---------- The records
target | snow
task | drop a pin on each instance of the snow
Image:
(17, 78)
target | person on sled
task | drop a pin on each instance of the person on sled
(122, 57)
--------------------
Exercise description >>
Write out again exactly the lines that run from the one holding "task | drop a pin on each instance of the snow" through the last line of the data; omit all other lines.

Answer space >>
task | drop a pin on each instance of the snow
Image:
(17, 78)
target | person on sled
task | drop a pin on each instance of the person on sled
(122, 57)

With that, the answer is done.